### [Exercise details]
Output every record below exactly as it appears.

:: Source information

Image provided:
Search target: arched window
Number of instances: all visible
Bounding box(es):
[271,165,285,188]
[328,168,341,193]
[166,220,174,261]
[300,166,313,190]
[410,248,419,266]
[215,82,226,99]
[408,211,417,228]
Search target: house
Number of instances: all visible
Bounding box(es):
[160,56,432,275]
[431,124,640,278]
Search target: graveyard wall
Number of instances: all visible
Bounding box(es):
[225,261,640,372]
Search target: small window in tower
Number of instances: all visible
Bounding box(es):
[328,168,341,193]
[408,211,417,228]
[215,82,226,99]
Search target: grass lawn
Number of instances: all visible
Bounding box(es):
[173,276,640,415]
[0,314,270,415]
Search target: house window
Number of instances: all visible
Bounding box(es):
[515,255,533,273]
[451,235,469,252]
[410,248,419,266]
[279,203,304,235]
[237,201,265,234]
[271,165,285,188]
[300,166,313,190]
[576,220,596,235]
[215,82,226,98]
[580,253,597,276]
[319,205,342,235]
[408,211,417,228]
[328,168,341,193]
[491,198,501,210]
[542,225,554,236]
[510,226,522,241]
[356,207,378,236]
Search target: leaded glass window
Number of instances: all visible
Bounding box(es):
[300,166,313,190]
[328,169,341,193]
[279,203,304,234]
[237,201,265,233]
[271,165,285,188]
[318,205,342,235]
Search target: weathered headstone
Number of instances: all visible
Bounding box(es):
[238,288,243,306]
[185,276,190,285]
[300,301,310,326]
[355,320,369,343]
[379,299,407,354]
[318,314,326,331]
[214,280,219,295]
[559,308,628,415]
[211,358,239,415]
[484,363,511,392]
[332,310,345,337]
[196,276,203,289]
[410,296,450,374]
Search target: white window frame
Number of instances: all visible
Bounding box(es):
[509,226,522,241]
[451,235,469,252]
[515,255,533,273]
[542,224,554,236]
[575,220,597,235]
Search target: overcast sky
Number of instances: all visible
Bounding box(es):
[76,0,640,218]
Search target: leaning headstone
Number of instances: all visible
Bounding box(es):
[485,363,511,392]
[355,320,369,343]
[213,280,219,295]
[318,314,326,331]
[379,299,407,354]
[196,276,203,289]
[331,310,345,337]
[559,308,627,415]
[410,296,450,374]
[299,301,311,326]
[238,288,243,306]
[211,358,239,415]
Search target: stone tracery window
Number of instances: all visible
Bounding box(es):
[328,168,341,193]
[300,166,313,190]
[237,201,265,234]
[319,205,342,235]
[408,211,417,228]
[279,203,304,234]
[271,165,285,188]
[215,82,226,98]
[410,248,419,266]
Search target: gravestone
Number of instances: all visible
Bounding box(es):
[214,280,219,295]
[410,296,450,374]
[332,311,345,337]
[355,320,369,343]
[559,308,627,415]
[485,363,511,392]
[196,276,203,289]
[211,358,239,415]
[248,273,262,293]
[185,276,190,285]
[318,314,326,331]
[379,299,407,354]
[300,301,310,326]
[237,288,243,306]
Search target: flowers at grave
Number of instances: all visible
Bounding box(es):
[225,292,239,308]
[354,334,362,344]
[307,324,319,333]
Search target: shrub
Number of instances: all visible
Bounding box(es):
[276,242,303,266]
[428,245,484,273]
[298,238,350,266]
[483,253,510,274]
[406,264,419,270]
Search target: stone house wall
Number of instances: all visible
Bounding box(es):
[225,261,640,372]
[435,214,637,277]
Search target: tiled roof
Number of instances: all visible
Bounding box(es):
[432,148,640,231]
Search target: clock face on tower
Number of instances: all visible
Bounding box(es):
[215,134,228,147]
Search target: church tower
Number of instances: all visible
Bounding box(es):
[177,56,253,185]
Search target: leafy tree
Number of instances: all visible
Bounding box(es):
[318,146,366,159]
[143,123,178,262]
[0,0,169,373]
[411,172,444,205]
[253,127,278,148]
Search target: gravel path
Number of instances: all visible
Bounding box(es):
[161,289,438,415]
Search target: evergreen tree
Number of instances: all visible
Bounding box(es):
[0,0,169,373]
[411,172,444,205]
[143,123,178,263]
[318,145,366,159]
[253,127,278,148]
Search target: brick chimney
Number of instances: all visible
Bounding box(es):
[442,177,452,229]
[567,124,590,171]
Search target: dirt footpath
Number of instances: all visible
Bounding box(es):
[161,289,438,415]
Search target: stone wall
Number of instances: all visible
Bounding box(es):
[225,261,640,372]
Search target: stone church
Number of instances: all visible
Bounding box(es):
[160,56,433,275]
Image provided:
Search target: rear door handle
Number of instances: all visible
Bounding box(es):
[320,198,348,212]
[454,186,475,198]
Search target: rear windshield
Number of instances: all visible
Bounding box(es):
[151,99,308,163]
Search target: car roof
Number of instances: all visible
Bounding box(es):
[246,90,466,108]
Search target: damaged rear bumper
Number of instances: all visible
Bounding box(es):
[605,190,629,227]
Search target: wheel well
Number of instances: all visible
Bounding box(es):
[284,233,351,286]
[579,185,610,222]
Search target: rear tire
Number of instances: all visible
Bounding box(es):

::::

### [Result for this task]
Image provided:
Search target: arched window
Number of instances: all visible
Bounding box(es):
[271,165,285,188]
[328,168,341,193]
[166,220,174,261]
[300,166,313,190]
[410,248,419,266]
[215,82,226,99]
[408,211,417,228]
Search target: house
Number of instances: all visible
Bounding box(es):
[160,56,432,275]
[431,124,640,278]
Search target: graveyard wall
Number of instances: all visible
Bounding box(es):
[225,261,640,372]
Search target: small window in tower
Number of instances: all visible
Bounding box(es):
[328,168,341,193]
[408,211,417,228]
[215,82,226,99]
Search target: grass lawn
Number of instances: all visible
Bounding box(es):
[173,276,640,415]
[0,314,270,415]
Search target: house window
Number of instances: all visible
Bounding box(es):
[515,255,533,273]
[451,235,469,252]
[410,248,419,266]
[279,203,304,235]
[237,201,265,234]
[271,165,285,188]
[300,166,313,190]
[576,220,596,235]
[215,82,226,98]
[580,253,597,276]
[319,205,342,235]
[408,211,417,228]
[328,168,341,193]
[491,198,501,210]
[542,225,554,236]
[510,226,522,241]
[356,207,378,236]
Search target: leaded glass window
Number of instances: all visible
Bounding box(es):
[300,166,313,190]
[328,169,341,193]
[279,203,304,234]
[237,201,265,233]
[271,165,285,188]
[318,205,342,235]
Search target: weathered headstone
Number of instances: all visible
Bounding box(es):
[238,288,243,306]
[185,276,190,285]
[300,301,310,326]
[355,320,369,343]
[379,299,407,354]
[318,314,326,331]
[214,280,219,295]
[559,308,628,415]
[211,358,239,415]
[484,363,511,392]
[332,310,345,337]
[196,276,203,289]
[410,296,450,374]
Search target: white window frame
Number of instances: all visible
Bounding box(es):
[509,226,522,241]
[451,235,469,252]
[515,255,533,273]
[542,224,554,236]
[575,220,597,235]
Search target: overcast sky
Number of instances: all visible
Bounding box(es):
[76,0,640,218]
Search target: leaning headstone
Number of instances: all visible
Bounding box(es):
[485,363,511,392]
[355,320,369,343]
[213,280,219,295]
[318,314,326,331]
[379,299,407,354]
[196,276,203,289]
[331,310,345,337]
[559,308,627,415]
[410,296,450,374]
[299,301,311,326]
[238,288,243,306]
[211,358,239,415]
Search target: stone tracery window
Number of instances: all visible
Bounding box(es):
[328,168,341,193]
[300,166,313,190]
[237,201,265,234]
[319,205,342,235]
[408,211,417,228]
[279,203,304,234]
[271,165,285,188]
[215,82,226,98]
[410,248,419,266]
Search target: gravestone
Number of instances: all visible
Bounding box(es):
[214,280,219,295]
[410,296,450,374]
[332,311,345,337]
[355,320,369,343]
[559,308,627,415]
[485,363,511,392]
[196,276,203,289]
[211,358,239,415]
[248,273,262,293]
[185,276,190,285]
[318,314,326,331]
[379,299,407,354]
[300,301,310,326]
[237,288,243,306]
Search target: flowers at grave
Number of instances: all visible
Bounding box(es):
[225,292,239,308]
[354,334,362,344]
[307,324,319,333]
Search target: shrub
Number of instances: all visible
Bounding box(es):
[276,242,303,266]
[428,245,484,273]
[298,238,350,266]
[483,253,510,274]
[406,264,419,270]
Search target: stone house wall
Number of instances: all visible
Bounding box(es):
[225,261,640,372]
[435,214,637,277]
Search target: tiled roof
Number of instances: all visible
Bounding box(es):
[432,148,640,231]
Search target: clock face on tower
Number of instances: all visible
Bounding box(es):
[215,134,228,147]
Search target: church tower
Number of instances: all visible
Bounding box(es):
[177,56,253,185]
Search target: leafy tree
Number of instances: all visible
Bounding box(es):
[318,146,366,159]
[143,123,178,262]
[0,0,169,373]
[411,172,444,205]
[253,127,278,148]
Search target: gravel path
Number of instances: all visible
Bounding box(es):
[161,289,438,415]
Search target: evergreen tree
Number of instances: all visible
Bounding box(es):
[0,0,169,373]
[411,172,444,205]
[143,123,178,263]
[318,145,366,159]
[253,127,278,148]
Search target: brick chimney
Number of instances: all visible
Bounding box(es):
[442,177,452,229]
[567,124,590,171]
Search target: dirt footpath
Number of instances: all visible
Bounding box(es):
[161,289,438,415]
Search target: stone wall
Number of instances: all visible
Bounding box(es):
[225,261,640,372]
Search target: stone church
Number of instances: all visible
Bounding box(es):
[160,56,433,275]
Image provided:
Search target: rear door handle
Number of instances: all visible
Bounding box(es):
[320,198,348,212]
[454,186,475,198]
Search target: rear windshield
Number of instances: all visible
Bounding box(es):
[151,99,308,163]
Search target: car roof
Number of instances: all visible
Bounding box(es):
[246,90,466,108]
Search target: damaged rear bumper
Number of instances: all visible
Bounding box(es):
[605,190,629,227]
Search target: wheel well
Number of instances: all visible
Bounding box(es):
[284,233,351,286]
[579,185,610,222]
Search target: rear tire
Number of instances: all visible
Bounding box(es):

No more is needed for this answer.